*Task prompt*
Please list every person named in the enzyme article below.

*Selected text*
■ ■ ■ ■ ■

A University of Minnesota discovery could lead to industrial innovations and a deeper understanding of how life developed.
University assistant professor Burckhard Seelig and other collaborators spent years determining the structure of the first artificial enzyme through test tube evolution.
“Our artificial enzyme was basically just born in the test tube,” Seelig said, meaning the enzyme is similar to ones that originated billions of years ago. It’s primitive and doesn’t look anything like modern enzymes found in nature.
Enzymes are proteins that break down food in the human body, break down dirt in soaps and help yeast make bread.
Seelig originally created the enzyme as a post-doctoral candidate at Harvard University, but he wasn’t able to see what the structure looked like until now, with the help of College of Biological Sciences professor Gianluigi Veglia and doctoral candidate Frank Chao.
Claudia Schmidt-Dannert, a University Distinguished McKnight Professor,
said the discovery is “a major step forward.”
“His research could lead to new proteins, new enzymes and new functions,” Schmidt-Dannert said.
Seeing what the enzyme looks like could be useful in creating everything from biofuels to prescription drugs, Seelig said, in a more efficient and environmentally friendly way.
This is the first time anyone has evolved enzymes in a lab setting, he said.
Other researchers use computers to design what they think the enzyme would look like, but this poses a problem, Seelig said, because they don’t know enough up front about how it’s supposed to look so it’s functional in the end.
“Our approach is the opposite,” he said, “because we say ‘Hey, let’s assume we don’t know anything of how this thing will look like. Can we still make it?’”

■ ■ ■ ■ ■

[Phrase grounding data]

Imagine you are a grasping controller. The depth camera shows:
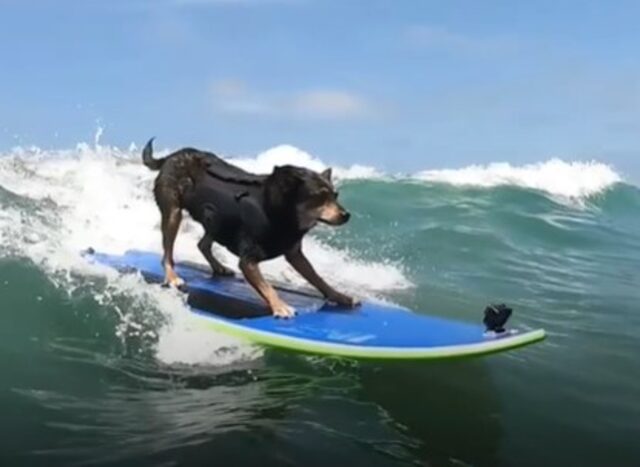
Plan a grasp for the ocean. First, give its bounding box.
[0,141,640,467]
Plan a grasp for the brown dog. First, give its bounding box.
[142,139,358,318]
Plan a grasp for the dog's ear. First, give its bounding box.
[320,167,333,182]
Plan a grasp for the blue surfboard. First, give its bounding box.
[85,250,545,359]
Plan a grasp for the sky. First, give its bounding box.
[0,0,640,179]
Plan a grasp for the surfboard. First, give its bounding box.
[85,249,545,360]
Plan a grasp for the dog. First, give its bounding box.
[142,138,359,318]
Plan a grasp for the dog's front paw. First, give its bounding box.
[162,276,186,292]
[271,302,296,319]
[327,292,360,308]
[213,266,236,277]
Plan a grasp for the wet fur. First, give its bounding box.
[142,139,357,317]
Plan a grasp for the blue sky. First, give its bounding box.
[0,0,640,178]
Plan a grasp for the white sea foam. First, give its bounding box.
[415,159,622,199]
[231,144,383,180]
[0,134,411,365]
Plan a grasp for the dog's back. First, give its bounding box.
[142,138,265,185]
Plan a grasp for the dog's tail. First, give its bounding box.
[142,138,166,170]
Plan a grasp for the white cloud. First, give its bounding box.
[404,24,517,53]
[290,89,371,118]
[211,79,374,120]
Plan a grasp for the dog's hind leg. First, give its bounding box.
[198,232,233,276]
[161,206,184,288]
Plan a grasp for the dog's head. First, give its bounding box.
[267,165,350,230]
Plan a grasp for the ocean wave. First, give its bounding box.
[414,159,622,199]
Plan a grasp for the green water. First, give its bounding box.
[0,160,640,467]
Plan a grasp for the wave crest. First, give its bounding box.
[415,159,622,199]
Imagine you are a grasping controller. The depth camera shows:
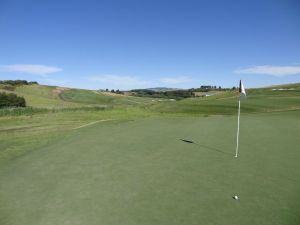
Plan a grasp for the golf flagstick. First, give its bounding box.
[235,98,241,158]
[234,80,246,158]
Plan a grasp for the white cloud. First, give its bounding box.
[0,64,62,76]
[234,65,300,77]
[88,75,149,88]
[43,78,69,86]
[159,76,192,85]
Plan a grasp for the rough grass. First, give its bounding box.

■ ■ ■ ■ ■

*Exercise response*
Burckhard Seelig
Gianluigi Veglia
Frank Chao
Claudia Schmidt-Dannert